**WHAT THE TASK REQUIRES:**
Extract all of the entries and give them again, word for word.

**DATASET CONTENT:**
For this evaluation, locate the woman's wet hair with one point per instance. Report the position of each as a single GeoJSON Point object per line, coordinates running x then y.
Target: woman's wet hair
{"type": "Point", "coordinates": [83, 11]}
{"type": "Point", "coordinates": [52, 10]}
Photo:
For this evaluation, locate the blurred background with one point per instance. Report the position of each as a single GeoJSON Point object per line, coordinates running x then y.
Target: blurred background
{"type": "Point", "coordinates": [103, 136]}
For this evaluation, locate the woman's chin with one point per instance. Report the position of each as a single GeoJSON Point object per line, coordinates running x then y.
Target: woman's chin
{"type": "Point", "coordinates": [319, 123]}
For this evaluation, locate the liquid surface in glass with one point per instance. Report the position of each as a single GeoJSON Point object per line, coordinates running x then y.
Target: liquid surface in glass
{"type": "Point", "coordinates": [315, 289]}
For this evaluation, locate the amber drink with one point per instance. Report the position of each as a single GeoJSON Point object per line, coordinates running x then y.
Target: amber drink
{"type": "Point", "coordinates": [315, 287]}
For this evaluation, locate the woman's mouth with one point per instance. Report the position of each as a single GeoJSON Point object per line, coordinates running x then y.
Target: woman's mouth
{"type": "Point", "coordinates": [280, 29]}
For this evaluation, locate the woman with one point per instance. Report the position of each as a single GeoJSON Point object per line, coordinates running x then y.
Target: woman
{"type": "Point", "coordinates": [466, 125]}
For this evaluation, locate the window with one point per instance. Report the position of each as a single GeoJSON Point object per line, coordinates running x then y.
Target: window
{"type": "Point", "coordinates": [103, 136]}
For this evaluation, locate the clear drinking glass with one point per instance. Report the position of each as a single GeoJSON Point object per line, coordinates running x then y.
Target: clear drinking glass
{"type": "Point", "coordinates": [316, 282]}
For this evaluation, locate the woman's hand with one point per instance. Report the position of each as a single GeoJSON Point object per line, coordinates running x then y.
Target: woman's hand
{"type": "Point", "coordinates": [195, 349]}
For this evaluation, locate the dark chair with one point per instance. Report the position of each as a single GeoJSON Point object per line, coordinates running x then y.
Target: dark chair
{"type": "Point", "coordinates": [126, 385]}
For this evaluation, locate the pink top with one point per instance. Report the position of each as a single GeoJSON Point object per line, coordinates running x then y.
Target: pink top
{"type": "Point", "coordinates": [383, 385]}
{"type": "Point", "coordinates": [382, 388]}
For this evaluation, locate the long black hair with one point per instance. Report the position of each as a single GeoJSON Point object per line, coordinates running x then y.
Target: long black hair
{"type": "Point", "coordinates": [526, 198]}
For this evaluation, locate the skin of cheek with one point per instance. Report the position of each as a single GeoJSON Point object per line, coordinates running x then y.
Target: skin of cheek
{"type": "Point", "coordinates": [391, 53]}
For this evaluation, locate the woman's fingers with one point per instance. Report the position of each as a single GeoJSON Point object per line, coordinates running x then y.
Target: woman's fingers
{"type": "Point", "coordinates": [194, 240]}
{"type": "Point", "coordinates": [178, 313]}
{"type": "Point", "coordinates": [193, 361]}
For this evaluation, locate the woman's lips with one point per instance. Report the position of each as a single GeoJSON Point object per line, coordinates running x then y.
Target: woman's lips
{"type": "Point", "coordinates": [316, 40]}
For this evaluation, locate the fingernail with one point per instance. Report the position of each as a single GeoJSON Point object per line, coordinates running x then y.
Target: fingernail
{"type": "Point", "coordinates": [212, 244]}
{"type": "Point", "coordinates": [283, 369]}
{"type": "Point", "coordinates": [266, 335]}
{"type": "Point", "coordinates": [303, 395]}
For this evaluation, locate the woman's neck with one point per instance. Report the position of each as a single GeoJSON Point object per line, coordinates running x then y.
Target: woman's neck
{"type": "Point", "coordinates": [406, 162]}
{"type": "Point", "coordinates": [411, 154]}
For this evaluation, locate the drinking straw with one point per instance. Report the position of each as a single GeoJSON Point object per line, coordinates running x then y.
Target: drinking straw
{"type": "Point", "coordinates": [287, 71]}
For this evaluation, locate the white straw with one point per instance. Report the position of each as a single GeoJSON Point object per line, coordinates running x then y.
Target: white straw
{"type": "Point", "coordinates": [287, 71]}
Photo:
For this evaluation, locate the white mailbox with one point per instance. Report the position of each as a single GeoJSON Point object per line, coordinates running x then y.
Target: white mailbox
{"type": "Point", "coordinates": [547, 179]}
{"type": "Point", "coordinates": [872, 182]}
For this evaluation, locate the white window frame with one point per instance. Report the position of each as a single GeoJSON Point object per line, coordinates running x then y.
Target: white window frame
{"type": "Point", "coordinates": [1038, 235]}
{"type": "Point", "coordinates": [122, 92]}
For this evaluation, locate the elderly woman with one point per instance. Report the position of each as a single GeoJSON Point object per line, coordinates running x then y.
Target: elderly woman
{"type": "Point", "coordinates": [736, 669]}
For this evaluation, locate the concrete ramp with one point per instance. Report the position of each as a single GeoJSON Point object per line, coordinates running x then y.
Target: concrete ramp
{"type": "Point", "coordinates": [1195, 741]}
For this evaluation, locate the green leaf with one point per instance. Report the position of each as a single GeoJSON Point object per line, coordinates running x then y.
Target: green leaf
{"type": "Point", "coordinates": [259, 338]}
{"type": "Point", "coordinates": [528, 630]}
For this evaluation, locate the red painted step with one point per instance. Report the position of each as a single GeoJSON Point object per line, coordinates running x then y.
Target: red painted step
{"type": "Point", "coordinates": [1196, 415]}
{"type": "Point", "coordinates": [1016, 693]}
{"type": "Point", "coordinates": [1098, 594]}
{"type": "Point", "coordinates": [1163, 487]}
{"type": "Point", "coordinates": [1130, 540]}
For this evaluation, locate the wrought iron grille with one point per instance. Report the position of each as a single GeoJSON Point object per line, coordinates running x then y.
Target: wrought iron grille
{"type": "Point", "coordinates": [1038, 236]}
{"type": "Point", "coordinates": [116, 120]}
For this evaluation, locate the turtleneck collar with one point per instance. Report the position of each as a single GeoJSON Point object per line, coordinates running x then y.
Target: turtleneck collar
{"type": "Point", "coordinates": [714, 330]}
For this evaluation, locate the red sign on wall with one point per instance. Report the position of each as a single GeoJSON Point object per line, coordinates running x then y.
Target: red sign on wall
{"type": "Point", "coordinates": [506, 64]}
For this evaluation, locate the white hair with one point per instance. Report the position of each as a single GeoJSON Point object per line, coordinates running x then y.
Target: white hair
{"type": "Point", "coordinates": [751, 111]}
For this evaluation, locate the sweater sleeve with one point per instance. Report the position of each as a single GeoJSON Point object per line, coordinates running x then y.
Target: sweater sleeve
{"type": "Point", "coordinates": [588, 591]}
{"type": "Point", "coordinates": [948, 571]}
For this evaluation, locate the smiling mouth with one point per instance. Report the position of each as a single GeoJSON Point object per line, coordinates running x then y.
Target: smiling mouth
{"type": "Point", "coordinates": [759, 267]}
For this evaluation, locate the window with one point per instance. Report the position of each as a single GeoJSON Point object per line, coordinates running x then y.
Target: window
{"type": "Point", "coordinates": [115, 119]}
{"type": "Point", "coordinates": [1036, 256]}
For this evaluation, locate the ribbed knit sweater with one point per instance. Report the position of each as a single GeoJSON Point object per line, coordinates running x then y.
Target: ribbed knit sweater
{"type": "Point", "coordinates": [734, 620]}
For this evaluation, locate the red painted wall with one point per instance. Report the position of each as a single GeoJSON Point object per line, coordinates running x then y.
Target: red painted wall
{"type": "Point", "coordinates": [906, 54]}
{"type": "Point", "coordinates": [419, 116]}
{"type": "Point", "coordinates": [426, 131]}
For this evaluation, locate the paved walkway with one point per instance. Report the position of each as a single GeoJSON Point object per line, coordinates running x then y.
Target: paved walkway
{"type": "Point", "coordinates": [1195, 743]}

**COMPLETED TASK:**
For this evaluation, locate the woman's wet hair with one point per instance. Report the position of each as a single GeoJSON Point object per line, coordinates running x then y.
Target: woman's wet hair
{"type": "Point", "coordinates": [83, 11]}
{"type": "Point", "coordinates": [52, 10]}
Photo:
For this evaluation, locate the blurred background with one point per instance. Report the position of each as a single GeoJSON Point object per line, coordinates running x then y.
Target: blurred background
{"type": "Point", "coordinates": [103, 136]}
For this evaluation, locate the woman's chin with one point per instance. Report the position of each as a single GeoJSON Point object per line, coordinates running x then y.
Target: woman's chin
{"type": "Point", "coordinates": [319, 123]}
For this evaluation, locate the liquid surface in glass with one point per instance. Report the position of each as a single GeoJSON Point object per line, coordinates running x then y.
Target: liquid surface in glass
{"type": "Point", "coordinates": [315, 289]}
For this evaluation, locate the amber drink with one point per instance. Report the position of each as a single GeoJSON Point object per line, coordinates running x then y.
Target: amber drink
{"type": "Point", "coordinates": [315, 287]}
For this evaluation, locate the woman's mouth with one point per instance. Report the position of each as a single GeoJSON Point object per line, coordinates running x then y.
Target: woman's mouth
{"type": "Point", "coordinates": [280, 29]}
For this evaluation, locate the woman with one point per instance. Report the position of each as a single GeoJSON Point object per line, coordinates running x then y.
Target: woman
{"type": "Point", "coordinates": [466, 125]}
For this evaluation, locate the window with one point per instance. Report the position of each as a single GeoJSON Point object per line, coordinates running x then y.
Target: window
{"type": "Point", "coordinates": [103, 136]}
For this evaluation, locate the clear drinking glass with one point per instance. Report the position of each as a single GeoJSON Point object per line, coordinates running x then y.
Target: clear drinking glass
{"type": "Point", "coordinates": [316, 282]}
For this evaluation, locate the woman's hand with one point per instance. Report the position of each as a single GeoJSON Point object per line, coordinates running x then y.
Target: woman's hand
{"type": "Point", "coordinates": [195, 349]}
For this evaluation, locate the dark chair with one point per instance. Report the position of each as a single GeoJSON Point object per line, coordinates running x then y.
Target: dark chair
{"type": "Point", "coordinates": [126, 385]}
For this evaluation, locate the pink top with one point per instance. Report the position of each as a single GeoJSON Point object per line, coordinates running x then y.
Target: pink top
{"type": "Point", "coordinates": [383, 385]}
{"type": "Point", "coordinates": [382, 388]}
For this evaluation, locate the long black hair with one point per instance. Report the position of each as a single GeoJSON Point object per line, coordinates running x then y.
Target: long black hair
{"type": "Point", "coordinates": [526, 198]}
For this evaluation, locate the skin of cheek with one point per instance. Report the position of each as a single GeoJSON Point object per line, coordinates running x then y.
Target: skin of cheek
{"type": "Point", "coordinates": [391, 53]}
For this evaluation, locate the woman's fingers with one point per instance. Report the position of each as a single GeoJSON Point object per line, coordinates running x then y.
Target: woman's fingers
{"type": "Point", "coordinates": [194, 240]}
{"type": "Point", "coordinates": [178, 313]}
{"type": "Point", "coordinates": [193, 361]}
For this evaluation, locate the woman's lips with one point per instance. Report the position of each as a single GeoJSON Point object per line, coordinates running x then y.
Target: woman's lips
{"type": "Point", "coordinates": [316, 40]}
For this evaluation, locate the fingernail with one point per instance. Report the position of each as a single GeoJSON Point object per line, coordinates running x then y.
Target: fingernail
{"type": "Point", "coordinates": [212, 244]}
{"type": "Point", "coordinates": [283, 369]}
{"type": "Point", "coordinates": [266, 335]}
{"type": "Point", "coordinates": [303, 395]}
For this evaluation, locate the woman's neck with one point per instance. Report the position of each as a single GeoJSON Point object per line, coordinates running x then y.
Target: woman's neck
{"type": "Point", "coordinates": [406, 162]}
{"type": "Point", "coordinates": [411, 154]}
For this evaluation, locate the drinking straw with one point per instance. Report the position of each as a single GeoJSON Point object per line, coordinates running x then y.
Target: drinking straw
{"type": "Point", "coordinates": [287, 71]}
For this evaluation, locate the white straw with one point per instance. Report the position of each as a single GeoJSON Point object per line, coordinates running x then y.
Target: white straw
{"type": "Point", "coordinates": [287, 71]}
Photo:
For this evaluation, locate the white mailbox with one point per instance. Report the position of each as a single GeoJSON Point object per line, coordinates running x then y.
Target: white mailbox
{"type": "Point", "coordinates": [547, 179]}
{"type": "Point", "coordinates": [872, 182]}
For this evaluation, locate the white window frame with one point per instance. Report the position of each as a single GeoJSON Point object per line, coordinates running x then y.
Target: white window frame
{"type": "Point", "coordinates": [1038, 235]}
{"type": "Point", "coordinates": [122, 92]}
For this evaluation, locate the elderly woman with one point per instance. Report the position of each as a single GeoJSON Point object per line, coordinates running x then y.
Target: elderly woman
{"type": "Point", "coordinates": [736, 669]}
For this evaluation, locate the concrete ramp with one point per instance. Report the position of each as a single GeoJSON Point object per line, coordinates running x then y.
Target: concrete ramp
{"type": "Point", "coordinates": [1195, 741]}
For this evaluation, locate the green leaf with one point per instance. Report the position of each as a single GeoJSON Point object per line, coordinates running x then y.
Target: green leaf
{"type": "Point", "coordinates": [259, 338]}
{"type": "Point", "coordinates": [528, 630]}
For this evaluation, locate the red painted step with one point per instance. Report the position of each as a single GeoJSON Point object per line, coordinates running x then y.
Target: red painted step
{"type": "Point", "coordinates": [1196, 415]}
{"type": "Point", "coordinates": [1016, 693]}
{"type": "Point", "coordinates": [1098, 594]}
{"type": "Point", "coordinates": [1163, 487]}
{"type": "Point", "coordinates": [1130, 540]}
For this evaluation, locate the wrought iron grille with one point per instance. Report the position of each as a single GeoJSON Point object per line, coordinates running x then y.
Target: wrought iron grille
{"type": "Point", "coordinates": [1038, 236]}
{"type": "Point", "coordinates": [116, 120]}
For this evaluation, locate the turtleneck collar with one point per instance. Report the position of each as a single GeoJSON Point object per line, coordinates running x then y.
Target: turtleneck collar
{"type": "Point", "coordinates": [714, 330]}
For this evaluation, locate the red sign on wall with one point per instance. Report the position of each as a single GeoJSON Point object per line, coordinates running x then y.
Target: red sign on wall
{"type": "Point", "coordinates": [506, 64]}
For this evaluation, locate the white hair with one point per instance. Report the position of each as a single GeoJSON Point object per line, coordinates running x then y.
Target: white hair
{"type": "Point", "coordinates": [751, 111]}
For this evaluation, locate the sweater sleeve with one point per instance. Report the position of each as a single GeoJSON Point object per line, coordinates running x then y.
Target: sweater sleeve
{"type": "Point", "coordinates": [588, 591]}
{"type": "Point", "coordinates": [948, 571]}
For this evaluation, locate the smiling mouth with one point per instance. Report the position of each as a single GeoJSON Point object per line, coordinates running x then y.
Target: smiling mouth
{"type": "Point", "coordinates": [759, 267]}
For this evaluation, locate the window with one point per instance. Report the position of each as a single GeoJSON Point object per line, coordinates running x then y.
Target: window
{"type": "Point", "coordinates": [115, 119]}
{"type": "Point", "coordinates": [1036, 256]}
For this evaluation, locate the ribbed knit sweater with one point per instance. Report the position of each as a single GeoJSON Point object per line, coordinates running x then y.
Target: ribbed knit sweater
{"type": "Point", "coordinates": [734, 620]}
For this evaluation, locate the red painted wall with one point per instance. Report the position of each as a single GeoJSON Point object per line, coordinates running x then y.
Target: red painted wall
{"type": "Point", "coordinates": [906, 54]}
{"type": "Point", "coordinates": [419, 116]}
{"type": "Point", "coordinates": [426, 131]}
For this evaluation, locate the paved walkway with one point per instance. Report the position of each as a single GeoJSON Point object per line, coordinates running x then y.
Target: paved walkway
{"type": "Point", "coordinates": [1195, 743]}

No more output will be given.